-- Opening Marker --
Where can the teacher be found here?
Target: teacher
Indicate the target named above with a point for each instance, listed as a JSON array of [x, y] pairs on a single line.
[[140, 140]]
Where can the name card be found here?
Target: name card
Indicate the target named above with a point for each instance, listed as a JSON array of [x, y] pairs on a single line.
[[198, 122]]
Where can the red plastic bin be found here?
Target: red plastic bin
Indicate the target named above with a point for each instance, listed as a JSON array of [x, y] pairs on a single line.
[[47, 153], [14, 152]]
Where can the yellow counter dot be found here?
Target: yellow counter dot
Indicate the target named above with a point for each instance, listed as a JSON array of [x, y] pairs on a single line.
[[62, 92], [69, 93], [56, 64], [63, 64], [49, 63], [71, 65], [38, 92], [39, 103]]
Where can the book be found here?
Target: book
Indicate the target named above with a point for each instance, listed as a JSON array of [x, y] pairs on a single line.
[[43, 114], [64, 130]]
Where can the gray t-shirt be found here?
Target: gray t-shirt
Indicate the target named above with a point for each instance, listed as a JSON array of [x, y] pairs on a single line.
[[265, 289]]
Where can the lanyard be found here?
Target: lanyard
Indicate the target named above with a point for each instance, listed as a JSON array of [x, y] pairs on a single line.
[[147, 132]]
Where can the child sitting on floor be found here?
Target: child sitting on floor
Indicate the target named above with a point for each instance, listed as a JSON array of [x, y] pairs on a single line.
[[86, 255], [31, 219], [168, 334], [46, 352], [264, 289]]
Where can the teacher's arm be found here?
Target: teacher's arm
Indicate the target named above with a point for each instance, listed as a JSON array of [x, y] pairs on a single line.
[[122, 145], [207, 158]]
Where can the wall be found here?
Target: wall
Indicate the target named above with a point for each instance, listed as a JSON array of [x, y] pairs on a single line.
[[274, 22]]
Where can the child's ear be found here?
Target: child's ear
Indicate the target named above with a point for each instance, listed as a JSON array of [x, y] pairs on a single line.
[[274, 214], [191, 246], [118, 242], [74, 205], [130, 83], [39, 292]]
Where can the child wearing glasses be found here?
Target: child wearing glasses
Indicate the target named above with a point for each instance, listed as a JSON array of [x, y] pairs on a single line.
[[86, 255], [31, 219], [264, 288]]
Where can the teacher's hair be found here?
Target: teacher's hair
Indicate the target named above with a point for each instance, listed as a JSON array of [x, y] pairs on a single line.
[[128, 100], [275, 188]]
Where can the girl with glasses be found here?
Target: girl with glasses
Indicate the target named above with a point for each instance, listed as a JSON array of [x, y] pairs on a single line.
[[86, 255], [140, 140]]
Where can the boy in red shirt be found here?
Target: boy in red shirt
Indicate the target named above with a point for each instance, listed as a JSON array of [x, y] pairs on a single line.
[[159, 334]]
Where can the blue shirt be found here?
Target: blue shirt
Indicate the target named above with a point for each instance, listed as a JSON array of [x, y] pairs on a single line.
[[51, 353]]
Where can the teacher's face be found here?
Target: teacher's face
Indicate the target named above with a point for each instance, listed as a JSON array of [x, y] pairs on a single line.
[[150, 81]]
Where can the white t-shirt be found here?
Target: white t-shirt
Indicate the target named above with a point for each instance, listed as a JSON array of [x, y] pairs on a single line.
-- Closing Marker --
* _INSTRUCTIONS FOR THE TASK_: Word for word, repeat every record.

* _EXPECTED ANSWER_:
Where can the teacher be found here?
Target: teacher
Indicate the target named above with a point for each instance, listed as a JSON array of [x, y] pairs on a single line.
[[140, 140]]
Where can the name card be found here?
Target: name card
Indicate the target named above with a point for each instance, listed as a JSON array of [x, y] pairs on a single line.
[[198, 122]]
Where can the red plastic bin be found here?
Target: red plastic bin
Indicate the target named above with a point for each instance, listed as a JSON array of [x, y] pairs on a single line.
[[47, 153], [14, 152]]
Where can the yellow counter dot be found here?
Target: yellow counter dot
Indicate the target named above with a point for each instance, listed as a JSON array of [x, y] pairs on a single line.
[[62, 92], [69, 93], [56, 64], [63, 64], [49, 63], [71, 65], [38, 92], [39, 103]]
Where can the book be found here?
Target: book
Indicate the target named above with a point for each instance, listed as a JSON array of [x, y] pairs on a single line.
[[43, 114], [64, 130]]
Where can the gray t-shirt be found here?
Target: gray t-shirt
Indicate the target named above with a point for each instance, listed as a JSON array of [x, y] pairs on a single line.
[[265, 289]]
Where can the lanyard be found here?
Target: lanyard
Indicate the target named above with a point for each instance, listed as a JSON array of [x, y] pairs on a single line.
[[147, 132]]
Where can the child sitting on floor be found here?
Target: child sitting on floor
Indicate the target named above with a point for each instance, listed as a JSON array of [x, y] pairs on a single line.
[[86, 255], [31, 219], [168, 334], [46, 352], [264, 289]]
Where can the teacher's arm be found here?
Target: teacher's arm
Indicate the target named above with a point for each instance, listed as a JSON array of [x, y] pairs on a single line.
[[122, 145], [207, 158]]
Where can the wall be found here?
Target: wall
Indicate the target named above with a point for each instance, listed as a JSON array of [x, y] pairs on a single line.
[[274, 22]]
Where can the child's ear be found here?
Target: child's ear
Indicate the target named above with a point for each instance, listed as a JSON array of [x, y] pairs on a single line.
[[274, 214], [191, 246], [118, 242], [74, 205], [130, 83], [39, 292]]
Where can the child wearing glasses be found here?
Target: child wearing glasses
Indicate the target named above with a point for each instance, listed as a JSON array of [x, y] pairs on a single line.
[[86, 255], [31, 219], [264, 288]]
Where can the teacher's hair be found here?
Target: teacher's hair
Indicate the target named above with a point for each instance, listed as a JSON array of [x, y] pairs on a single line.
[[128, 100], [275, 188]]
Where can the girl with glasses be found here?
Target: girl with glasses
Indicate the target named above with a point for each instance, listed as a JSON array of [x, y] pairs on a single line.
[[86, 255], [140, 140]]
Where can the boy in red shirt be found here?
Target: boy in red shirt
Indicate the target named above with a point for each instance, listed as a JSON array of [x, y] pairs on a single line.
[[159, 334]]
Where can the blue shirt be found here?
Target: blue shirt
Indicate the target named above with a point for each instance, listed as a JSON array of [x, y] pairs on a single line.
[[51, 353]]
Where can the teacher's face be found here?
Target: teacher's face
Indicate the target named above with a point for each instance, listed as a JSON array of [x, y] pairs on a single line.
[[150, 81]]
Where can the white t-shirt be found here?
Target: white t-shirt
Indicate the target named above with a point for each instance, listed as a JSON array of [x, y] pairs on a single line.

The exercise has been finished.